— The task —
Copy every line of the records below verbatim, keeping every character and line break unchanged.

[Start of Given records]

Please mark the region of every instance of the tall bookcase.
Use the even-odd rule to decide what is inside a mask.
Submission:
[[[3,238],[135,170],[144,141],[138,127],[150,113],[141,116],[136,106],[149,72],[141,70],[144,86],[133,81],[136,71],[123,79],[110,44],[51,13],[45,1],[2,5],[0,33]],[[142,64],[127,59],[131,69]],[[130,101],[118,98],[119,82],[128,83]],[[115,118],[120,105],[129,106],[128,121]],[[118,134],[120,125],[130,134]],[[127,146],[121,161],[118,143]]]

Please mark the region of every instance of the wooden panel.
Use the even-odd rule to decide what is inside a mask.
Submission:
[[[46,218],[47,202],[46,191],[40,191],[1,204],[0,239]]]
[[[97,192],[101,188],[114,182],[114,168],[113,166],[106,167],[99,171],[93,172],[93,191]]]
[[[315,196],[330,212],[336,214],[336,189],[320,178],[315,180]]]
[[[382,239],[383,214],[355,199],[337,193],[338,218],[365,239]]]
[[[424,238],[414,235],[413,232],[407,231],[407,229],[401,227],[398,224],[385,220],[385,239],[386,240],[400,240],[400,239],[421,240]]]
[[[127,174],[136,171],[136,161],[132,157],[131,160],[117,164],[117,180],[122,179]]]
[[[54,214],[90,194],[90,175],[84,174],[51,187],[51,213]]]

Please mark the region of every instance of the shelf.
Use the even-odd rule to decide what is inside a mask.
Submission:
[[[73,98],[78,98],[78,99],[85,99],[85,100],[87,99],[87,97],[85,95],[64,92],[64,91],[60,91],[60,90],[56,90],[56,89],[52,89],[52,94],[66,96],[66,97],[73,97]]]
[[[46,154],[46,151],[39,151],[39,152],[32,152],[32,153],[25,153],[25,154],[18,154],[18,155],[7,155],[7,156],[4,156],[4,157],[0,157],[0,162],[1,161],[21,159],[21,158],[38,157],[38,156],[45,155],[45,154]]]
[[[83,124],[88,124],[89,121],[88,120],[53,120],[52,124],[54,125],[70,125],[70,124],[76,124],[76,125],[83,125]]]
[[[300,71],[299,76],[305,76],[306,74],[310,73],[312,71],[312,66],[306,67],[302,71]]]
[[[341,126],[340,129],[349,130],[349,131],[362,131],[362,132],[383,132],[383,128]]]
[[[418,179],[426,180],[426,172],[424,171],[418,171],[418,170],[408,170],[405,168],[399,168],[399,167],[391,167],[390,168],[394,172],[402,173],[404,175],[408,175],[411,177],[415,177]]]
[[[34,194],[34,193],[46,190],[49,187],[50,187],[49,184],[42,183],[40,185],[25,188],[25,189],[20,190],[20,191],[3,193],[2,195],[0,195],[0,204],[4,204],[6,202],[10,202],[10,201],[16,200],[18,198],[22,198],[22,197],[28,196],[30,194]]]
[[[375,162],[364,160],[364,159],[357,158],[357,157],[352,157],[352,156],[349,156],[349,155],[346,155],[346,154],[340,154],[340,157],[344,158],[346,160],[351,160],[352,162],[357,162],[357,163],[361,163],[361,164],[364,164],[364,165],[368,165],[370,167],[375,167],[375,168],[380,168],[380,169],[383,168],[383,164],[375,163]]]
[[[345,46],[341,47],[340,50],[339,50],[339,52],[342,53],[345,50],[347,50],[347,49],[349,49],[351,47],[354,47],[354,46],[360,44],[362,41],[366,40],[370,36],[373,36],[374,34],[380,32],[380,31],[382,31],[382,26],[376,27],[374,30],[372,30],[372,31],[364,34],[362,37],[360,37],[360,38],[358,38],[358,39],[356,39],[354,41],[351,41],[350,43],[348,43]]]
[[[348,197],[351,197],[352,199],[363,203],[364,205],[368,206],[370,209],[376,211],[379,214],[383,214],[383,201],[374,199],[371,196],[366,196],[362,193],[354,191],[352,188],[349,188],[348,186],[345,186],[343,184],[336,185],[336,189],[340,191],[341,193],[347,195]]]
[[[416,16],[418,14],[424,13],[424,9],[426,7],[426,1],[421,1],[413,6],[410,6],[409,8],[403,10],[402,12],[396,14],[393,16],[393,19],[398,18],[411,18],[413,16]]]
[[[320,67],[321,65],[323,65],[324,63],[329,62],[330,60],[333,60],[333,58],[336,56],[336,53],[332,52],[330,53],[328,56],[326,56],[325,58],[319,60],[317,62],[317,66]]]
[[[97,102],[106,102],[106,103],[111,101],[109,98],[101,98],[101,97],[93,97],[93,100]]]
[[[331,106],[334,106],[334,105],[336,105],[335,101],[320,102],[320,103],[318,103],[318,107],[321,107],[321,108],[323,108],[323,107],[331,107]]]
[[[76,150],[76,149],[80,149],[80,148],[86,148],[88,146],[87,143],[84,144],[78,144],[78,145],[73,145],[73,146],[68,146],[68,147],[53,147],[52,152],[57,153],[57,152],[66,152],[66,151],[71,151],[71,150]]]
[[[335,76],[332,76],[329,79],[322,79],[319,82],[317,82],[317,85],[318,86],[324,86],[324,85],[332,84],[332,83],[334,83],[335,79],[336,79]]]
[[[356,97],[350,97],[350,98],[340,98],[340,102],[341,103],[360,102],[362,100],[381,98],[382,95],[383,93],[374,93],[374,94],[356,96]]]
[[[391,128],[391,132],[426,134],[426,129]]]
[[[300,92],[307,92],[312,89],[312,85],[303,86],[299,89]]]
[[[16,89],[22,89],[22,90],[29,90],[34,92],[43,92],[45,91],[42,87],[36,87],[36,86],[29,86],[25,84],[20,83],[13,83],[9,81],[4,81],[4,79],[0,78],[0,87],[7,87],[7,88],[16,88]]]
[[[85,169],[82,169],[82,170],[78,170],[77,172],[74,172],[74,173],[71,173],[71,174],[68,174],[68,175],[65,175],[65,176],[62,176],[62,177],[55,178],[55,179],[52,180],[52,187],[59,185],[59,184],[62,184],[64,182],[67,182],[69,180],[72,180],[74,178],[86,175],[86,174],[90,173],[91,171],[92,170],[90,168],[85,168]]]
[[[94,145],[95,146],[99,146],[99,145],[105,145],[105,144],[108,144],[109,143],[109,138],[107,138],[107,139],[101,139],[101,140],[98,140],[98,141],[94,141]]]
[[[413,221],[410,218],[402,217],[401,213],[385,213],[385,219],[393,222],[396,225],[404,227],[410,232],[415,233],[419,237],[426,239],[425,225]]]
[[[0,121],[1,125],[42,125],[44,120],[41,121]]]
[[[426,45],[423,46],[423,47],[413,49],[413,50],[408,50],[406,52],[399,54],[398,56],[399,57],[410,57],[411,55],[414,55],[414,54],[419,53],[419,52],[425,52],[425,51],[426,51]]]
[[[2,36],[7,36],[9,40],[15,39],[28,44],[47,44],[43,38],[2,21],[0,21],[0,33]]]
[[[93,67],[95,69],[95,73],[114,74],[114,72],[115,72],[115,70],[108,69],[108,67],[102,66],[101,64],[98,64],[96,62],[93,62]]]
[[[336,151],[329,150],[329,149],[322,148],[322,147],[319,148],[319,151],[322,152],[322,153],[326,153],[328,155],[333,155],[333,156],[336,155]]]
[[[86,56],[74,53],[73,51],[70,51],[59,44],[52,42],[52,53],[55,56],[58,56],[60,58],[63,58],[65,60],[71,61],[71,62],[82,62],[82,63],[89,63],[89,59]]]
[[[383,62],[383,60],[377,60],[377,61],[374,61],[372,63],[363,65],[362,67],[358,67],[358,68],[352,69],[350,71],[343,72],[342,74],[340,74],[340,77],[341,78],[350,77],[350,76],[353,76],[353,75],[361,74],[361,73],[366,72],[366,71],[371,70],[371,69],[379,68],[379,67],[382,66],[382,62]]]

[End of Given records]

— Reply —
Please mark the region of every instance of the tall bookcase.
Use the even-odd rule to decide what is inside a mask.
Submission:
[[[3,238],[135,170],[144,141],[138,127],[150,113],[141,116],[136,106],[149,72],[141,70],[144,86],[133,81],[136,71],[123,79],[110,44],[51,13],[45,1],[2,5],[0,33]],[[142,64],[127,59],[131,69]],[[130,101],[118,98],[119,82],[128,83]],[[115,118],[120,105],[129,106],[128,121]],[[118,134],[120,125],[130,134]],[[127,146],[121,161],[118,143]]]

Please mark the region of every instance of the wooden panel.
Use the even-odd rule to decide what is inside a mask.
Submission:
[[[46,218],[47,202],[46,191],[40,191],[1,204],[0,239]]]
[[[97,192],[101,188],[114,182],[114,168],[113,166],[106,167],[99,171],[93,172],[93,191]]]
[[[315,196],[330,212],[336,214],[336,189],[320,178],[315,180]]]
[[[382,239],[383,214],[355,199],[337,193],[338,218],[365,239]]]
[[[424,238],[414,235],[413,232],[407,231],[407,229],[401,227],[398,224],[385,220],[385,239],[386,240],[400,240],[400,239],[421,240]]]
[[[127,174],[136,171],[136,161],[132,157],[131,160],[117,164],[117,180],[122,179]]]
[[[54,214],[90,194],[90,175],[84,174],[51,187],[51,213]]]

Please mark the region of every instance of the shelf.
Use the even-odd rule to decide what is inside a mask.
Submission:
[[[73,98],[78,98],[78,99],[85,99],[85,100],[87,99],[87,97],[85,95],[64,92],[64,91],[60,91],[60,90],[56,90],[56,89],[52,89],[52,94],[66,96],[66,97],[73,97]]]
[[[46,154],[46,151],[39,151],[39,152],[32,152],[32,153],[25,153],[25,154],[18,154],[18,155],[7,155],[7,156],[4,156],[4,157],[0,157],[0,162],[1,161],[21,159],[21,158],[38,157],[38,156],[45,155],[45,154]]]
[[[83,124],[88,124],[89,121],[88,120],[53,120],[52,124],[54,125],[70,125],[70,124],[76,124],[76,125],[83,125]]]
[[[300,71],[299,76],[305,76],[306,74],[310,73],[312,71],[312,66],[306,67],[302,71]]]
[[[341,126],[340,129],[349,130],[349,131],[362,131],[362,132],[383,132],[383,128]]]
[[[418,179],[426,180],[426,172],[424,171],[418,171],[418,170],[408,170],[405,168],[399,168],[399,167],[391,167],[390,168],[394,172],[402,173],[404,175],[408,175],[411,177],[415,177]]]
[[[34,194],[34,193],[46,190],[49,187],[50,187],[49,184],[42,183],[40,185],[25,188],[25,189],[20,190],[20,191],[3,193],[2,195],[0,195],[0,204],[4,204],[6,202],[10,202],[10,201],[16,200],[18,198],[22,198],[22,197],[28,196],[30,194]]]
[[[375,162],[364,160],[364,159],[357,158],[357,157],[352,157],[352,156],[349,156],[349,155],[346,155],[346,154],[340,154],[340,157],[344,158],[346,160],[351,160],[352,162],[357,162],[357,163],[361,163],[361,164],[364,164],[364,165],[368,165],[370,167],[375,167],[375,168],[380,168],[380,169],[383,168],[383,164],[375,163]]]
[[[345,46],[341,47],[340,50],[339,50],[339,52],[342,53],[345,50],[347,50],[347,49],[349,49],[351,47],[354,47],[354,46],[360,44],[362,41],[366,40],[370,36],[373,36],[374,34],[380,32],[380,31],[382,31],[382,26],[376,27],[374,30],[372,30],[372,31],[364,34],[362,37],[360,37],[360,38],[358,38],[358,39],[356,39],[354,41],[351,41],[350,43],[348,43]]]
[[[348,197],[351,197],[352,199],[363,203],[364,205],[368,206],[370,209],[376,211],[379,214],[383,214],[383,201],[374,199],[371,196],[366,196],[362,193],[354,191],[352,188],[349,188],[348,186],[345,186],[343,184],[336,185],[336,189],[340,191],[341,193],[347,195]]]
[[[416,16],[418,14],[424,13],[424,9],[426,7],[426,1],[421,1],[413,6],[410,6],[409,8],[403,10],[402,12],[396,14],[393,16],[393,19],[398,18],[411,18],[413,16]]]
[[[320,67],[321,65],[323,65],[324,63],[329,62],[330,60],[333,60],[333,58],[336,56],[336,53],[332,52],[330,53],[328,56],[326,56],[325,58],[319,60],[317,62],[317,66]]]
[[[97,102],[106,102],[106,103],[111,101],[109,98],[101,98],[101,97],[93,97],[93,100]]]
[[[331,106],[334,106],[334,105],[336,105],[335,101],[320,102],[320,103],[318,103],[318,107],[321,107],[321,108],[323,108],[323,107],[331,107]]]
[[[76,150],[76,149],[80,149],[80,148],[86,148],[88,146],[87,143],[84,144],[78,144],[78,145],[73,145],[73,146],[68,146],[68,147],[53,147],[52,152],[57,153],[57,152],[66,152],[66,151],[71,151],[71,150]]]
[[[335,76],[332,76],[329,79],[322,79],[319,82],[317,82],[317,85],[318,86],[324,86],[324,85],[332,84],[332,83],[334,83],[335,79],[336,79]]]
[[[356,97],[350,97],[350,98],[340,98],[340,102],[341,103],[360,102],[362,100],[381,98],[382,95],[383,93],[374,93],[374,94],[356,96]]]
[[[391,128],[391,132],[426,134],[426,129]]]
[[[300,92],[307,92],[312,89],[312,85],[303,86],[299,89]]]
[[[16,89],[22,89],[22,90],[29,90],[34,92],[43,92],[45,91],[42,87],[36,87],[36,86],[29,86],[25,84],[20,83],[13,83],[9,81],[4,81],[4,79],[0,78],[0,87],[7,87],[7,88],[16,88]]]
[[[85,169],[82,169],[82,170],[78,170],[77,172],[74,172],[74,173],[71,173],[71,174],[68,174],[68,175],[65,175],[65,176],[62,176],[62,177],[55,178],[55,179],[52,180],[52,187],[59,185],[59,184],[62,184],[64,182],[67,182],[69,180],[72,180],[74,178],[86,175],[86,174],[90,173],[91,171],[92,170],[90,168],[85,168]]]
[[[94,145],[95,146],[99,146],[99,145],[105,145],[105,144],[108,144],[109,143],[109,138],[107,138],[107,139],[101,139],[101,140],[98,140],[98,141],[94,141]]]
[[[413,221],[410,218],[402,217],[401,213],[385,213],[385,219],[393,222],[396,225],[404,227],[410,232],[415,233],[419,237],[426,239],[425,225]]]
[[[0,121],[1,125],[42,125],[44,120],[41,121]]]
[[[426,45],[423,46],[423,47],[413,49],[413,50],[408,50],[406,52],[399,54],[398,56],[399,57],[410,57],[411,55],[414,55],[414,54],[419,53],[419,52],[425,52],[425,51],[426,51]]]
[[[2,36],[7,36],[9,40],[15,39],[28,44],[47,44],[43,38],[2,21],[0,21],[0,33]]]
[[[93,67],[95,69],[95,73],[114,74],[114,72],[115,72],[115,70],[108,69],[108,67],[102,66],[101,64],[98,64],[96,62],[93,62]]]
[[[336,151],[329,150],[329,149],[322,148],[322,147],[319,148],[319,151],[322,152],[322,153],[326,153],[328,155],[333,155],[333,156],[336,155]]]
[[[86,56],[74,53],[73,51],[70,51],[59,44],[52,42],[52,53],[55,56],[58,56],[60,58],[63,58],[65,60],[71,61],[71,62],[82,62],[82,63],[89,63],[89,59]]]
[[[383,62],[383,60],[377,60],[377,61],[374,61],[372,63],[363,65],[362,67],[358,67],[358,68],[352,69],[350,71],[343,72],[342,74],[340,74],[340,77],[341,78],[350,77],[350,76],[353,76],[353,75],[361,74],[361,73],[366,72],[366,71],[371,70],[371,69],[379,68],[379,67],[382,66],[382,62]]]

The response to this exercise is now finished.